## Texto fornecido

Revista O Globo: Por que escrever para o filho e agora para a mãe?
Betty Milan: Para me desapegar. No caso do filho, para aceitar a separação. Ou seja, liberá-lo e me separar da posição em que ficava como mãe, querendo controlar sua vida e não deixando que corresse os riscos que precisava correr para trilhar um caminho próprio. Talvez por ter um filho único, temia excessivamente a perda. No caso da mãe, escrevi para suportar a devastação física e a falta de comunicação e para elaborar a perda antes mesmo da sua morte. Quando você se separa do filho, fica tão só quanto quando perde a mãe. São as ligações mais viscerais. Nos dois casos tive que superar o meu egoísmo. Não é fácil, mas é possível. Eu e meu filho somos bons parceiros, e foi também graças ao filme que ele fez, “Dona Rosa”, premiado pelo MIS, que eu me debrucei sobre minha história com minha mãe.
Revista – O que você mostra nos dois livros?
BM – Que não existe mãe modelo nem modelo de mãe a ser seguido. É uma função que precisa ser aprendida diariamente, segundo as características e personalidades de cada um. Nenhum filho é igual a outro e nenhuma mãe é igual a outra. Cada pessoa é um ser único. A pior coisa é dizer: na minha idade não posso mais fazer isso, tenho que ser assim. Deve-se fugir da armadilha de que por causa da idade cronológica temos que nos comportar de determinada maneira. É uma imagem antiga a de que a cada idade corresponde um padrão. Há que levar em conta questões como genética e estado de espírito.
Revista – Você toca no tema tabu do suicídio assistido em “Mãe eterna”.
BM – Há duas posições na Medicina. Uma é a obsessão terapêutica de querer vencer a morte a todo custo. Nesse movimento de prolongamento indefinido da vida, há um grande sadismo. Também sou médica, vi doentes terminais, como meu marido, e sei o quão penosa a morte natural pode ser. A outra posição é discutida no livro: por que não assistir pessoas que desejam morrer depois que a vida se tornou um tormento, mas que não têm condições de fazer isso sozinhas?
Revista – Como é conviver com a mãe nessa fase de velhice extrema?
BM – É muito duro esse momento da vida em que sua mãe tem sérias limitações. Qualquer um na condição de mãe da mãe sofre, como diz a narradora no livro: “Me sinto tão encarcerada pela missão atual quanto você pela sua idade. Somos reféns do tempo, as duas”. Ela é ambivalente, quer e não quer a morte da mãe, assim como a própria mãe quer e não quer morrer. Tem hora em que a narradora escreve frases como: “De repente, a melhor das mães não pode mais nada” e “Não suporto a imagem de sua decrepitude”. Mas tem hora que diz: “Apesar dos seus 98 anos, não suporto te perder”. As pessoas não toleram conviver com os velhos porque não suportam a imagem da decadência. Mas quem se dispuser a aprender com o velho vai se tornar mais humano e se aproximar mais de si mesmo. Aprendi com minha mãe o quanto a velhice pode ensinar se estivermos dispostos a escutar. A gente se surpreende com o que o velho tem a dizer. Ele tem uma experiência que não temos. Se por um lado a vista e a audição estão falhando, por outro ele vê e escuta com o coração.

## O problema
Transcreva, por favor, o trecho da entrevista com Betty Milan que começa em "BM – Há duas" e segue até "fazer isso sozinhas?", sem alterar uma palavra. O material não é necessário para resolver esta tarefa.

## Dados do exercício
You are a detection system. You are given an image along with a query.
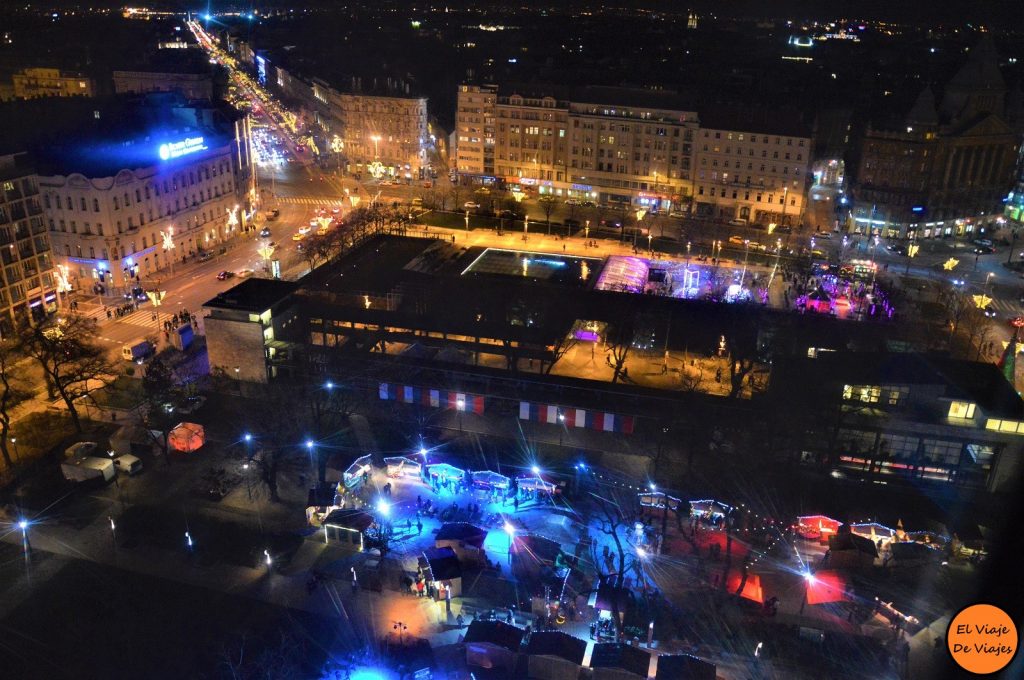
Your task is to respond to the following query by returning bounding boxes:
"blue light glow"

## Resposta da tarefa
BM – Há duas posições na Medicina. Uma é a obsessão terapêutica de querer vencer a morte a todo custo. Nesse movimento de prolongamento indefinido da vida, há um grande sadismo. Também sou médica, vi doentes terminais, como meu marido, e sei o quão penosa a morte natural pode ser. A outra posição é discutida no livro: por que não assistir pessoas que desejam morrer depois que a vida se tornou um tormento, mas que não têm condições de fazer isso sozinhas?